(Stored data entries)
----

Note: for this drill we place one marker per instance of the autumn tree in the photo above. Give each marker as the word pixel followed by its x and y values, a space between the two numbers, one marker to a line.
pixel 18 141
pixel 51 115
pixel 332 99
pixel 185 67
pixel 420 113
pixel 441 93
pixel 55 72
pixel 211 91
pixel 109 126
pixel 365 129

----

Repeat every line of the listing above word for word.

◆ WRITTEN SOLUTION
Note: for this drill we place one marker per instance of the autumn tree in the photo above. Give each marker as the word pixel followed by its x and y values, a space between the two numbers, one marker to a line.
pixel 18 141
pixel 51 115
pixel 332 99
pixel 185 67
pixel 420 113
pixel 441 93
pixel 55 72
pixel 211 91
pixel 109 126
pixel 365 129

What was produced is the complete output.